» PROMPT
Can you arrange the lines between the one holding "Highlight player's knee." and the one holding "xmin=437 ymin=350 xmax=478 ymax=377", inclusive, as a two-column CSV with the columns text and output, one row per text-and-output pair, and each value in a single quoted field with line breaks replaced by spaces?

» Image annotation data
○ ○ ○ ○ ○
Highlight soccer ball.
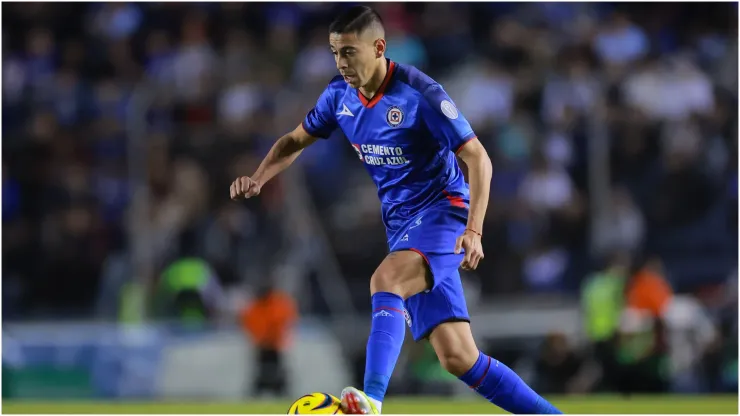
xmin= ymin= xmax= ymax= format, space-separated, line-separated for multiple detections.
xmin=288 ymin=393 xmax=344 ymax=415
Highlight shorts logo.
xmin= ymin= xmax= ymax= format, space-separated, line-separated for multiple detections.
xmin=373 ymin=309 xmax=393 ymax=318
xmin=352 ymin=144 xmax=362 ymax=160
xmin=440 ymin=100 xmax=460 ymax=120
xmin=385 ymin=105 xmax=403 ymax=127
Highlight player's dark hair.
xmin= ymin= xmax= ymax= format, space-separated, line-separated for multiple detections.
xmin=329 ymin=6 xmax=383 ymax=34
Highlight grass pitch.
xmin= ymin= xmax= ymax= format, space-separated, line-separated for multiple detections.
xmin=2 ymin=395 xmax=738 ymax=414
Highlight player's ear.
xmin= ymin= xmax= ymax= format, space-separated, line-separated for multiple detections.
xmin=375 ymin=38 xmax=386 ymax=58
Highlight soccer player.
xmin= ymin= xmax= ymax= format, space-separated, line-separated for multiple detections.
xmin=231 ymin=6 xmax=560 ymax=414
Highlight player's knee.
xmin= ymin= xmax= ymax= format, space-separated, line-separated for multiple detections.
xmin=370 ymin=270 xmax=410 ymax=299
xmin=370 ymin=251 xmax=431 ymax=299
xmin=437 ymin=350 xmax=478 ymax=377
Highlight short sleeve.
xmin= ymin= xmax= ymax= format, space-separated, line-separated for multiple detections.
xmin=419 ymin=84 xmax=476 ymax=153
xmin=303 ymin=87 xmax=337 ymax=139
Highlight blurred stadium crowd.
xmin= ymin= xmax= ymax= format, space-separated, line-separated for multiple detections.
xmin=2 ymin=3 xmax=738 ymax=396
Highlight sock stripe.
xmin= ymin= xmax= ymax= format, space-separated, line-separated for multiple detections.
xmin=470 ymin=355 xmax=491 ymax=389
xmin=376 ymin=306 xmax=403 ymax=315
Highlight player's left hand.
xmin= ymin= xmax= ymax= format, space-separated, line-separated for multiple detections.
xmin=455 ymin=230 xmax=485 ymax=270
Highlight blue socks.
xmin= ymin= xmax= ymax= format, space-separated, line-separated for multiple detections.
xmin=363 ymin=292 xmax=406 ymax=402
xmin=460 ymin=352 xmax=563 ymax=415
xmin=363 ymin=292 xmax=562 ymax=414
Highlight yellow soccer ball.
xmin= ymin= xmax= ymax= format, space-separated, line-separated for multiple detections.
xmin=288 ymin=393 xmax=344 ymax=415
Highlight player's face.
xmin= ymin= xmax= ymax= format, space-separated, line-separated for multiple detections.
xmin=329 ymin=33 xmax=384 ymax=88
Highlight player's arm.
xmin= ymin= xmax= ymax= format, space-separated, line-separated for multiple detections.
xmin=230 ymin=125 xmax=317 ymax=200
xmin=457 ymin=138 xmax=493 ymax=237
xmin=420 ymin=84 xmax=493 ymax=270
xmin=231 ymin=84 xmax=337 ymax=200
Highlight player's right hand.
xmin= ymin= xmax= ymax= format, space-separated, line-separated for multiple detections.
xmin=231 ymin=176 xmax=262 ymax=201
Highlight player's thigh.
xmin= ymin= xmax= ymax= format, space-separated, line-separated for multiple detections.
xmin=370 ymin=250 xmax=432 ymax=299
xmin=429 ymin=321 xmax=479 ymax=377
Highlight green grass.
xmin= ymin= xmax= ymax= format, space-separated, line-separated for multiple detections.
xmin=2 ymin=395 xmax=738 ymax=414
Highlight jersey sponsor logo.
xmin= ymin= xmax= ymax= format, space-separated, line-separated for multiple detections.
xmin=409 ymin=216 xmax=424 ymax=230
xmin=337 ymin=104 xmax=355 ymax=117
xmin=352 ymin=144 xmax=362 ymax=160
xmin=440 ymin=100 xmax=460 ymax=120
xmin=352 ymin=143 xmax=409 ymax=166
xmin=385 ymin=105 xmax=403 ymax=127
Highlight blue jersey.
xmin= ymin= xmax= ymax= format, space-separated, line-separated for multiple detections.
xmin=303 ymin=61 xmax=476 ymax=240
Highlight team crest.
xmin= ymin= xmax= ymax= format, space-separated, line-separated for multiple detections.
xmin=385 ymin=105 xmax=403 ymax=127
xmin=352 ymin=144 xmax=362 ymax=160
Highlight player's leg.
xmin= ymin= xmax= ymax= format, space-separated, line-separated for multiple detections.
xmin=429 ymin=312 xmax=562 ymax=414
xmin=342 ymin=250 xmax=431 ymax=413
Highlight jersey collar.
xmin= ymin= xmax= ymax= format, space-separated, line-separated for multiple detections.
xmin=357 ymin=59 xmax=396 ymax=108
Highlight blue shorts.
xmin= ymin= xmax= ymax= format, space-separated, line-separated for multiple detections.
xmin=389 ymin=205 xmax=470 ymax=341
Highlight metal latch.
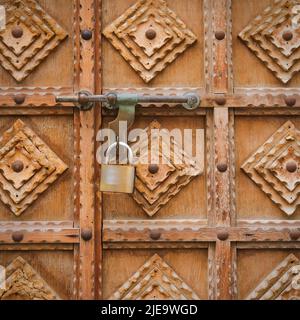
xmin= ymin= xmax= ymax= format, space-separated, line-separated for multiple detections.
xmin=56 ymin=91 xmax=201 ymax=133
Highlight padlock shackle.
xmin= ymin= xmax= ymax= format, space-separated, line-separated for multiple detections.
xmin=105 ymin=142 xmax=133 ymax=164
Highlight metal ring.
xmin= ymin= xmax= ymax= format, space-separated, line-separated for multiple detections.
xmin=105 ymin=142 xmax=133 ymax=164
xmin=183 ymin=92 xmax=201 ymax=110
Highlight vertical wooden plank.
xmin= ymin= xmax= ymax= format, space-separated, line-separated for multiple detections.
xmin=212 ymin=0 xmax=229 ymax=93
xmin=214 ymin=108 xmax=232 ymax=299
xmin=95 ymin=0 xmax=103 ymax=300
xmin=79 ymin=0 xmax=95 ymax=299
xmin=211 ymin=0 xmax=233 ymax=300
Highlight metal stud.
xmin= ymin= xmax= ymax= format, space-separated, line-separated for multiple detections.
xmin=11 ymin=26 xmax=24 ymax=39
xmin=148 ymin=164 xmax=159 ymax=174
xmin=146 ymin=29 xmax=156 ymax=40
xmin=11 ymin=160 xmax=24 ymax=173
xmin=282 ymin=30 xmax=293 ymax=41
xmin=81 ymin=228 xmax=93 ymax=241
xmin=217 ymin=163 xmax=228 ymax=173
xmin=215 ymin=97 xmax=226 ymax=106
xmin=81 ymin=30 xmax=93 ymax=40
xmin=217 ymin=230 xmax=229 ymax=241
xmin=150 ymin=230 xmax=161 ymax=240
xmin=284 ymin=97 xmax=296 ymax=107
xmin=215 ymin=31 xmax=225 ymax=41
xmin=289 ymin=229 xmax=300 ymax=241
xmin=285 ymin=160 xmax=298 ymax=173
xmin=14 ymin=94 xmax=26 ymax=104
xmin=11 ymin=231 xmax=24 ymax=242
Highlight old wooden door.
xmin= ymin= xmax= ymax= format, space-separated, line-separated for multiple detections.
xmin=0 ymin=0 xmax=300 ymax=299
○ ○ ○ ○ ○
» RESULT OF THE TASK
text,output
"Highlight player's knee. xmin= ymin= xmax= ymax= format, space-separated, line-separated for multiple detections.","xmin=370 ymin=270 xmax=410 ymax=299 xmin=370 ymin=251 xmax=431 ymax=299 xmin=437 ymin=350 xmax=478 ymax=377"